• _WHAT IS REQUIRED_: Please continue the AKKO architecture overview from its last line, not the listing that follows it.

• _STUDY TEXT_:
Architecture Overview¶
AKKO is organised as six horizontal layers that together deliver a complete sovereign analytics platform. Every layer is backed by open-source components, runs on Kubernetes, and is wired to Keycloak SSO, OPA authorization, OpenMetadata cataloguing, and Prometheus/Loki observability.
Six-Layer Reference Diagram¶
flowchart TB
subgraph L6[Layer 6 — Governance and Security]
direction LR
KC[Keycloak SSO<br/>5 RBAC roles]
OPA[OPA<br/>row/column policies]
OM[OpenMetadata<br/>catalog and lineage]
O2P[oauth2-proxy<br/>ForwardAuth]
LLDAP[LLDAP<br/>optional LDAP]
end
subgraph L5[Layer 5 — Analytics and Consumption]
direction LR
SUP[Superset<br/>dashboards]
JH[JupyterHub<br/>notebooks]
AF[Airflow 3<br/>orchestration]
COCK[Cockpit<br/>portal]
end
subgraph L4[Layer 4 — AI and ML]
direction LR
ADEN[ADEN<br/>NL to SQL to dashboard]
OLL[Ollama<br/>Qwen 2.5 and Nomic]
LLM[LiteLLM<br/>AI gateway]
MLF[MLflow<br/>tracking and registry]
MCP[MCP Servers<br/>Trino and OpenMetadata]
end
subgraph L3[Layer 3 — Compute and Query]
direction LR
TRINO[Trino 480<br/>federated SQL + 25 ai_* UDFs]
SPARK[Spark Connect<br/>gRPC]
DBT[dbt Core<br/>semantic layer]
end
subgraph L2[Layer 2 — Storage and Catalog]
direction LR
POLARIS[Apache Polaris<br/>Iceberg REST catalog]
MINIO[SeaweedFS<br/>S3 object store]
PG[PostgreSQL<br/>PostGIS + pgvector]
end
subgraph L1[Layer 1 — Ingestion]
direction LR
AFI[Airflow DAGs<br/>file + API + JDBC]
SPARKI[Spark ETL<br/>batch loaders]
SRC[External sources<br/>OLTP, files, APIs]
end
SRC --> AFI
SRC --> SPARKI
AFI --> PG
AFI --> MINIO
SPARKI --> MINIO
PG --> SPARK
PG --> TRINO
MINIO --> POLARIS
POLARIS --> TRINO
POLARIS --> SPARK
SPARK --> POLARIS
DBT --> TRINO
TRINO --> ADEN
TRINO --> SUP
TRINO --> JH
TRINO --> MCP
LLM --> OLL
ADEN --> LLM
MCP --> LLM
JH --> MLF
JH --> SPARK
AF --> SPARK
AF --> TRINO
OM -.lineage.-> TRINO
OM -.lineage.-> AF
OM -.catalog.-> POLARIS
KC -.OIDC.-> SUP
KC -.OIDC.-> JH
KC -.OIDC.-> AF
KC -.OIDC.-> OM
KC -.OIDC.-> COCK
O2P -.forward-auth.-> MLF
OPA -.policies.-> TRINO
LLDAP -.users.-> KC
Layer Responsibilities¶
| Layer | Purpose | Key Services |
|---|---|---|
| 1. Ingestion | Move data from source systems into the platform | Airflow DAGs, Spark batch, Postgres CDC |
| 2. Storage | Durable raw and curated tables | SeaweedFS (S3), Apache Polaris (Iceberg REST), PostgreSQL (PostGIS + pgvector) |
| 3. Compute | Run ELT and interactive queries | Trino 480 (federated SQL + 17 ai_* functions), Spark Connect (gRPC), dbt Core |
| 4. AI / ML | Natural-language SQL, embeddings, training, serving | ADEN, Ollama, LiteLLM, MLflow, MCP servers, jupyter-ai |
| 5. Analytics | Dashboards, notebooks, pipeline authoring | Superset, JupyterHub, Airflow 3, Cockpit portal |
| 6. Governance | Identity, policy, catalogue, lineage | Keycloak, OPA, OpenMetadata, oauth2-proxy, LLDAP |
See the dedicated diagrams for each dimension:
- Data Flow — end-to-end pipeline from source to consumption.

• _RECORDS_:
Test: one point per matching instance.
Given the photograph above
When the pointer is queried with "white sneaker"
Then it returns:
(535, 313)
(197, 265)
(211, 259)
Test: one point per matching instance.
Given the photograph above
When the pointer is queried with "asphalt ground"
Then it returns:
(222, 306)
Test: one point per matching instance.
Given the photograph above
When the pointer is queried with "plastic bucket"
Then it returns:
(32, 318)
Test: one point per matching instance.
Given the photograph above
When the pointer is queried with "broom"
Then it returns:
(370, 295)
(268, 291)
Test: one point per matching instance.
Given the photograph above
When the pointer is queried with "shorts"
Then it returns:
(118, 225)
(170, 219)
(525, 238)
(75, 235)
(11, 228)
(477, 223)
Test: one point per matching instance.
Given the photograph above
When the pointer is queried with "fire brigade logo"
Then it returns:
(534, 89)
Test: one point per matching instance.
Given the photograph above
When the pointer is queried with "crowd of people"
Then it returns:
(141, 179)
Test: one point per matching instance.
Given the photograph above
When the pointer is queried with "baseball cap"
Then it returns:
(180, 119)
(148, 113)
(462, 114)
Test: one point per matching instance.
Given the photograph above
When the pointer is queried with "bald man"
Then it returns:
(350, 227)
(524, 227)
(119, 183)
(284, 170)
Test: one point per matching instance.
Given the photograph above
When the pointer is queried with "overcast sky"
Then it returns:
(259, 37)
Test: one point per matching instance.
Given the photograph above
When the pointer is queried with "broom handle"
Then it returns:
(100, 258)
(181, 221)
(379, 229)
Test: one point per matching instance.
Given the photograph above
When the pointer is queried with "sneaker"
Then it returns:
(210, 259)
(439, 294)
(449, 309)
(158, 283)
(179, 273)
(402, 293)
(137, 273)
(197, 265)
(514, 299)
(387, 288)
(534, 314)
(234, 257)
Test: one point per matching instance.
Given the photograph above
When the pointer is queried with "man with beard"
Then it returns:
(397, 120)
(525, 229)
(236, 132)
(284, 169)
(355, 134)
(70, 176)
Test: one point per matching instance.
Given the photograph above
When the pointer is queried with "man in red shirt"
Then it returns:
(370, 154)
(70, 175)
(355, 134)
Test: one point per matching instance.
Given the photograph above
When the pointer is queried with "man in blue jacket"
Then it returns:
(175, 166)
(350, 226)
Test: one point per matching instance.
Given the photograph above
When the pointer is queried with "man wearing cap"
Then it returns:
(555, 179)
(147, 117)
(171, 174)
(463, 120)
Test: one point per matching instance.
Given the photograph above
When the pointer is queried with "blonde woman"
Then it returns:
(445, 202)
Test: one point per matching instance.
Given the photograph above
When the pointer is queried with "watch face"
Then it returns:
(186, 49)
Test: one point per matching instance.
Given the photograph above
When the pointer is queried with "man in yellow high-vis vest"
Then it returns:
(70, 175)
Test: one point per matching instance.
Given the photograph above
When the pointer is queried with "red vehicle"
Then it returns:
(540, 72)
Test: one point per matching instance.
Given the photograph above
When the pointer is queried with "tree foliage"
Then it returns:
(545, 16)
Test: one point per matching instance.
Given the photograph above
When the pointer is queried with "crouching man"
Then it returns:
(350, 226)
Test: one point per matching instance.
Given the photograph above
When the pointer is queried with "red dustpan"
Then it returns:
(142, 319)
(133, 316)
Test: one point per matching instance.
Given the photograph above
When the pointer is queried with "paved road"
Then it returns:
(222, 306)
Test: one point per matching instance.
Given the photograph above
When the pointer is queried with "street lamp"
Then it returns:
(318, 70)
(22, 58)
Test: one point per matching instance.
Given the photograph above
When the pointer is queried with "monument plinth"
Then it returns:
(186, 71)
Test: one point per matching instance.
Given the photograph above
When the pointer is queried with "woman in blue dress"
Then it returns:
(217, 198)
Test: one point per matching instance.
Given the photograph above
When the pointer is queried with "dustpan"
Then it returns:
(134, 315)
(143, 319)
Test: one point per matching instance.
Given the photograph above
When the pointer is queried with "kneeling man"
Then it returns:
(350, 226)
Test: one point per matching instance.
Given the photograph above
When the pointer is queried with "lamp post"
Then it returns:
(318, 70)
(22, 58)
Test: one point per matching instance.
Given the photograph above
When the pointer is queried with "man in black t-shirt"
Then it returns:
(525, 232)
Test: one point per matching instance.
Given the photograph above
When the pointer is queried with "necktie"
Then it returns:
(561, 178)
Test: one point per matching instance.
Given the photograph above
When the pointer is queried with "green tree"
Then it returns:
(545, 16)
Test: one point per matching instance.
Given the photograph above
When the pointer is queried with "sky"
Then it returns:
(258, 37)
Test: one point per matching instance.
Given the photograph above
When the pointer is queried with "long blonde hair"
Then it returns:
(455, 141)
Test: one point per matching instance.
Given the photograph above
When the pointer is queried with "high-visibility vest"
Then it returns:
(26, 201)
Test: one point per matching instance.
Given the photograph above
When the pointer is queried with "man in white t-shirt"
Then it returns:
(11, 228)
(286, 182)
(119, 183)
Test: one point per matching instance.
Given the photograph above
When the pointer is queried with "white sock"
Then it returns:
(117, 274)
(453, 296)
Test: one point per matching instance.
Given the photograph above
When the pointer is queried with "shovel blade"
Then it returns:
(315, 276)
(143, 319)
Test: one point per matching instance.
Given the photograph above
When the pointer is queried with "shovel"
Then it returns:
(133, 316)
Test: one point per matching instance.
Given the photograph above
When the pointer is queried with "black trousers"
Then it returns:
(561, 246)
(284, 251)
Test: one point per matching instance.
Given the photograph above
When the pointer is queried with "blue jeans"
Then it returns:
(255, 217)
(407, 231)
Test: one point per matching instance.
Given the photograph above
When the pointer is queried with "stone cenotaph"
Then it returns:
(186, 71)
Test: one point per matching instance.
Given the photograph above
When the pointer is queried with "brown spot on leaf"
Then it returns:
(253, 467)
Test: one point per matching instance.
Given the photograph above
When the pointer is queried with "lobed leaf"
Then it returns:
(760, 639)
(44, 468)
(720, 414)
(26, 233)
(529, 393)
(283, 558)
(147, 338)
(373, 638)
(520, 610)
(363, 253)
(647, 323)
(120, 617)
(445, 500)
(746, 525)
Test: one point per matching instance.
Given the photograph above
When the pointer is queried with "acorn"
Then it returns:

• _EXPECTED ANSWER_:
- AI Stack — ADEN, Trino
ai_*, RAG and MCP. - Security Flow — Keycloak → OPA → Trino masking.
Cross-Cutting Concerns¶
flowchart LR
subgraph Users
U1[Analyst]
U2[Engineer]
U3[Admin]
U4[AI Agent]
end
subgraph Edge
TRAEFIK[Traefik<br/>TLS + routing]
COCK[Cockpit<br/>portal]
end
subgraph Control[Control Plane]
KC[Keycloak]
OPA[OPA]
OM[OpenMetadata]
end
subgraph Observe[Observability]
PROM[Prometheus]
GRAF[Grafana]
LOKI[Loki]
TEMPO[Tempo]
AM[Alertmanager]
end
U1 --> TRAEFIK
U2 --> TRAEFIK
U3 --> TRAEFIK
U4 --> TRAEFIK
TRAEFIK --> COCK
TRAEFIK --> KC
COCK -.health probes.-> Observe
KC --> OPA
OPA --> OM
Observe -.dashboards.-> COCK
AM -.alerts.-> Control
Every service emits Prometheus metrics, structured JSON logs to Loki, and OTLP traces to Tempo. Alertmanager routes SLO breaches (ADEN fast-burn, trace ingestion stalled, Trino AI plugin breaker open) to the Cockpit Alerts page.
Sovereignty Guarantees¶
- No external API calls. Every AI inference, embedding, and catalogue lookup happens in-cluster.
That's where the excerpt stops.